EXCERPT —
02/27/2026
People lie primarily to protect themselves — from consequences, judgment, loss of control, or a threat to how they want to be seen. That protective instinct shows up in different forms, but self‑protection is the psychological core.
Telling the truth is hard, but it can be done. I don’t hate the people who hurt me; however the time has arrived for the truth supported by facts to be spoken.
With the exposure of any problem, you must identify all its factors , and deconstruct them to identify the problems origin. By connecting the dots, you will identify all the violations of the organization’s justice system, and exposing all the liars along the path. This is the only way to identify why the courts came to their conclusion.
Key takeaway: when an employee shifts from following subjective norms to acting from moral agency and virtue, they often gain meaning and integrity, but also face real social and career risks unless the organization has structures and leadership that genuinely support ethical action.
https://youtu.be/BZc5-pGgEPE?si=7gmFOcTFw1HD4Jbn
What changes for the employee who abandons the subjective norm and embraces moral agency and virtue ethics
• Inner orientation shifts. The employee’s motivation moves from perceived social pressure to act (subjective norm) toward acting from internalized purpose, principles, and virtues, which strengthens intention and persistence for ethically aligned behavior.
• Psychological benefits and costs. Exercising moral agency and moral courage tends to increase work meaningfulness and eudaimonic well‑being, but it can also raise stress when the environment is hostile to dissent.
• Behavioral change. The employee is more likely to speak up, refuse unethical requests, correct errors, or initiate improvements rather than comply silently; that voice can take forms from internal dissent to external whistleblowing depending on organizational response.

PROBLEM SET —
- a) Reproduce the passage on moral agency from "With the exposure" to "to their conclusion.".
- b) According to the passage on moral agency, what is the psychological core of lying?

EXTRACTED ENTRIES —
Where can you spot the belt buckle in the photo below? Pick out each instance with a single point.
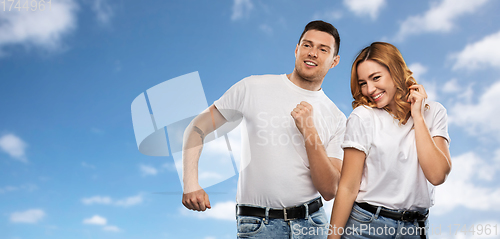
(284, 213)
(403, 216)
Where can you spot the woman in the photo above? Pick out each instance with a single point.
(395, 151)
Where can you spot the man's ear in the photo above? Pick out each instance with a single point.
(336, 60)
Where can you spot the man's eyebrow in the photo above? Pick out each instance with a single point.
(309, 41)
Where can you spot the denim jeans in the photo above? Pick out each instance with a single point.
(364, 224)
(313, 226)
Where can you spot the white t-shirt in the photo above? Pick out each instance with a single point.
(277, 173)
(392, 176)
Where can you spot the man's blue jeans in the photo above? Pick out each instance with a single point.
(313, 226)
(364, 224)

==

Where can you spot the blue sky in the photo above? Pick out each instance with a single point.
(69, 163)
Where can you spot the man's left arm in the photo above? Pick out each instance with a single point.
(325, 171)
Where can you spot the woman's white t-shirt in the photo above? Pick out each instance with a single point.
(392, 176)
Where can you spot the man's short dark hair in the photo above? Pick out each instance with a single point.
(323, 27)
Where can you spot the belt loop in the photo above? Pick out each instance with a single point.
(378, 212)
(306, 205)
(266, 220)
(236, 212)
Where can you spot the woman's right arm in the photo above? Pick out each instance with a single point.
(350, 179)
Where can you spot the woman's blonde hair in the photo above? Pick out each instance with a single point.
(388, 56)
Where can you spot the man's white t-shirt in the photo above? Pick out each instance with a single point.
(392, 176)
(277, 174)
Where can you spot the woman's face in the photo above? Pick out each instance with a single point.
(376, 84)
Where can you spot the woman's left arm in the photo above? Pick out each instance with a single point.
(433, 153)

EXERCISE SOLUTIONS —
- a)
With the exposure of any problem, you must identify all its factors , and deconstruct them to identify the problems origin. By connecting the dots, you will identify all the violations of the organization’s justice system, and exposing all the liars along the path. This is the only way to identify why the courts came to their conclusion.

- b) Self-protection.